> _Task directions_:
Write out each line exactly as given. Leave the pictures out of your copy.

[Start of Supplied data]

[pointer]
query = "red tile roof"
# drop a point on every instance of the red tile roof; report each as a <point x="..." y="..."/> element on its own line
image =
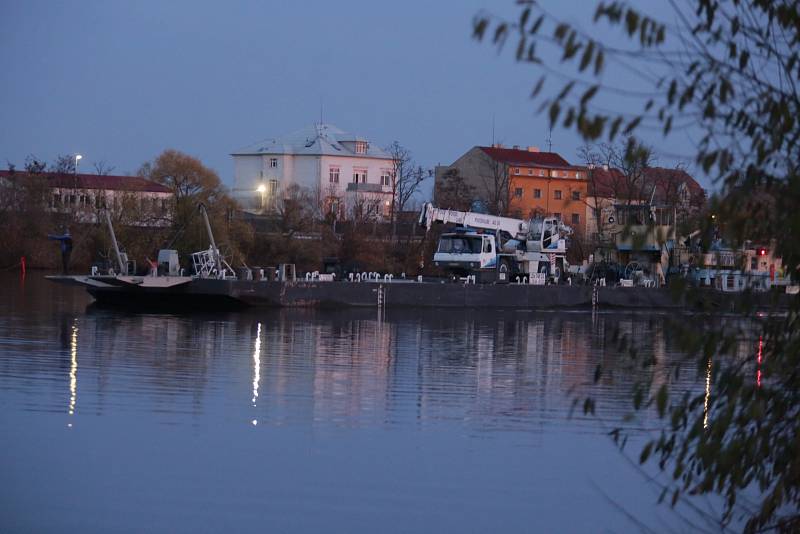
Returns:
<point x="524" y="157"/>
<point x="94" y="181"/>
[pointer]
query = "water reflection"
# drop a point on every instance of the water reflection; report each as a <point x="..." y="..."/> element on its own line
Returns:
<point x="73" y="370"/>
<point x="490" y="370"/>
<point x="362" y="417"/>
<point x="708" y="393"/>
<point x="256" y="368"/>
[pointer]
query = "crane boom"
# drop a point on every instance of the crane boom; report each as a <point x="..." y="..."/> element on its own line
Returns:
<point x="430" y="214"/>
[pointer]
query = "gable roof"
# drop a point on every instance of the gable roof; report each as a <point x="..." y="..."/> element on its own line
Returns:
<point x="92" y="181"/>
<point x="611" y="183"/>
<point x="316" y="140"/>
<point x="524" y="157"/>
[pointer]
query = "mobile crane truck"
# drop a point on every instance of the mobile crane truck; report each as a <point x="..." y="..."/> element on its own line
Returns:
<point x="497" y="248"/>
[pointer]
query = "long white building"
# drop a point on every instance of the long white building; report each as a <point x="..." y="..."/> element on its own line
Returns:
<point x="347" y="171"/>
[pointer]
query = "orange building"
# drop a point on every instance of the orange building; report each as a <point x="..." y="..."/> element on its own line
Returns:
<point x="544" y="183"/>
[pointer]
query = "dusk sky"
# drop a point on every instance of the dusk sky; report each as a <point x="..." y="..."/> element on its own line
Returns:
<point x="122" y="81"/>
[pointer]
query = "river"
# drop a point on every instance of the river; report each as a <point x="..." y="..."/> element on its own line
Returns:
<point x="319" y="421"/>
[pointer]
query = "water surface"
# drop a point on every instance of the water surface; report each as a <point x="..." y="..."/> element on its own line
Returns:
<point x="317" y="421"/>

[End of Supplied data]

> _Expected answer_:
[pointer]
query = "red tile roof"
# drop a point on every instance of the red tile roof; report each as a <point x="..." y="..."/> element on its own line
image =
Returns:
<point x="524" y="157"/>
<point x="94" y="181"/>
[pointer]
query = "water reflection"
# drop a point on every instance of the water reflection; report each as a <point x="..." y="..."/> element on its own line
Returns:
<point x="73" y="370"/>
<point x="490" y="370"/>
<point x="362" y="417"/>
<point x="708" y="393"/>
<point x="256" y="368"/>
[pointer]
query = "crane boom"
# drop a point on every instance of the crane boom; report each as a <point x="..." y="..."/> element on its own line
Returns:
<point x="430" y="214"/>
[pointer]
query = "gable roof"
# drop a point on every instance of the gable roof; report each as a <point x="..." y="..."/> element on its own line
Returns:
<point x="92" y="181"/>
<point x="611" y="183"/>
<point x="316" y="140"/>
<point x="524" y="157"/>
[pointer]
query = "mobile crane truck"
# drop a point on every instance of the mobile crane truck; report each as a <point x="..." y="..."/> element on its own line
Returns:
<point x="497" y="248"/>
[pointer]
query = "long white building"
# drop a point on every instance of the long white building; report each as a <point x="..." y="..."/> element on its own line
Returns:
<point x="347" y="171"/>
[pointer]
query = "orange building"
# drop a point on every instance of the orange building; report each as a <point x="..." y="..."/> element on its own line
Returns:
<point x="544" y="183"/>
[pointer]
query = "dusk sky"
# drop a point on every instance of the dusk sky; report each as a <point x="..." y="..."/> element on its own line
Returns:
<point x="122" y="81"/>
[pointer]
query = "river"
# drop a point on every instance of the river; report each as a <point x="..." y="..."/> element on its own line
Returns:
<point x="319" y="421"/>
[pointer]
query = "water surface"
# drop a point on every instance of the water surface; report each as a <point x="..." y="..."/> element on its own line
Returns:
<point x="317" y="421"/>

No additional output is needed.